→ WORK REQUEST 1: In the article on emotional intelligence, where did Dr. Weisinger give his June 20 presentation?
→ WORK REQUEST 2: Copy the emotional intelligence article word for word from "Weisinger cited five" to "relationships with others.".
→ WORK REQUEST 3: Translate this sentence from the emotional intelligence article into Spanish: "Emotions, says Weisinger, are a form of communication, and that's good."

Family Business Center

Positive Criticism and Using Emotional Intelligence can Create a Healthier Workplace

By Shel Horowitz

To succeed in business, you don't necessarily need a high IQ. But high EI-emotional-can go a long way toward building success.Dr. Hendrie "Hank" Weisinger gave lots of examples of how and why to FBC members attending his June 20 presentation at the Log Cabin.

Basically, if you show a lot of emotional intelligence, you're the kind of person that other people want to be around. Emotions, says Weisinger, are a form of communication, and that's good. The trick is in how we manage them. "Ability to regulate your emotion is the difference between the thermometer and the thermostat. In the case of anger and anxiety, the strategy is always to slow yourself down. For self-motivation, you have to regulate upward."

Weisinger cited five factors that research has identified as key to high EI: High self-awareness; mood management, self-motivation, interpersonal expertise; and emotional mentoring. Note that the first three of these involve you and your own internal monologue; the last two involve your relationships with others.

How those play out depend a lot on the culture you're in. " A Japanese woman mad at her mother-in-law will do an imperfect flower arrangement."

→ DATASET EXCERPT:

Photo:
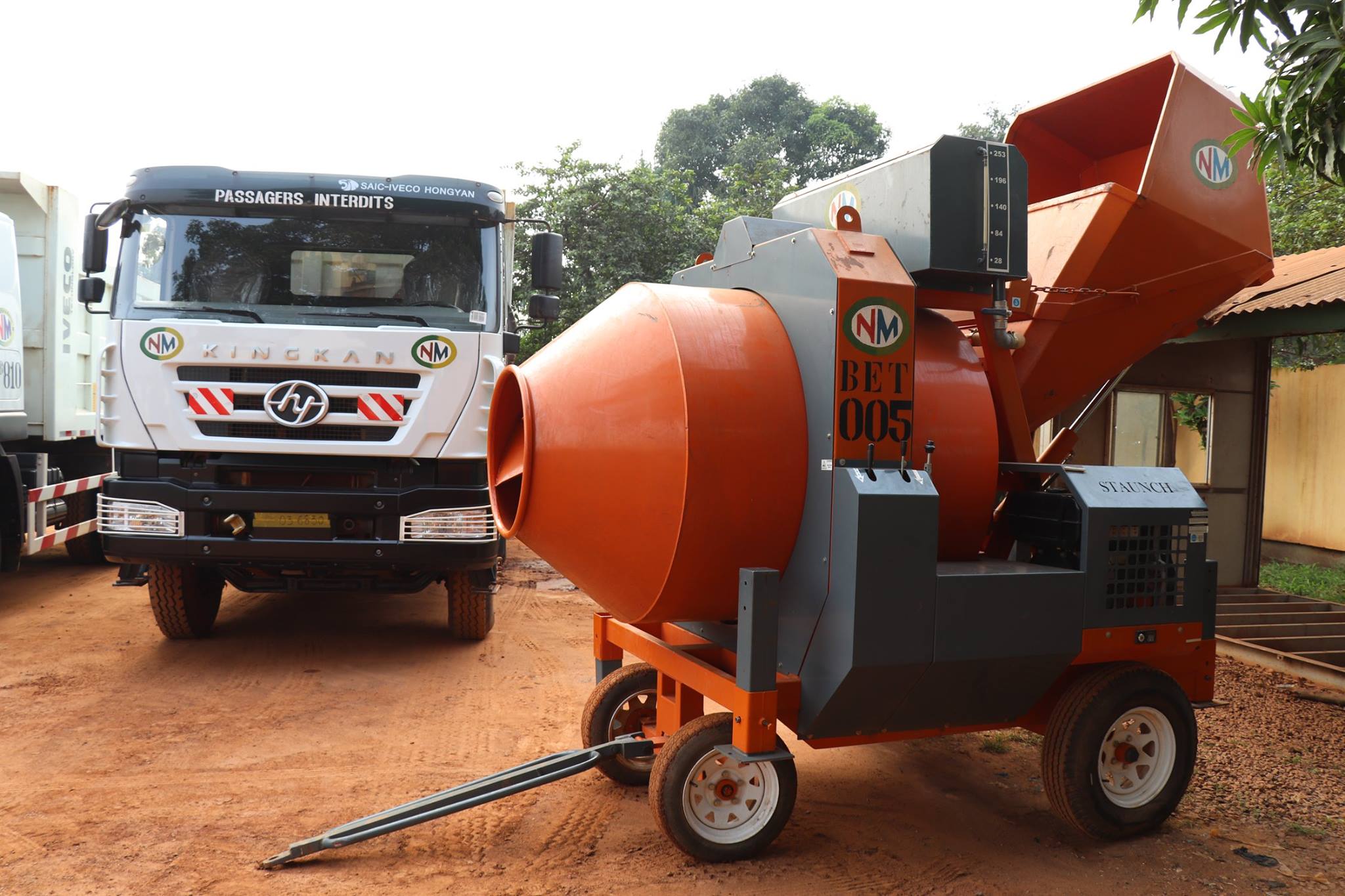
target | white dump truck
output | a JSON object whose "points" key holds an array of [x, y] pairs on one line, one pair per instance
{"points": [[298, 383], [50, 464]]}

→ TASK SOLUTION 1: At the Log Cabin.

→ TASK SOLUTION 2:
Weisinger cited five factors that research has identified as key to high EI: High self-awareness; mood management, self-motivation, interpersonal expertise; and emotional mentoring. Note that the first three of these involve you and your own internal monologue; the last two involve your relationships with others.

→ TASK SOLUTION 3: Las emociones, dice Weisinger, son una forma de comunicación, y eso es bueno.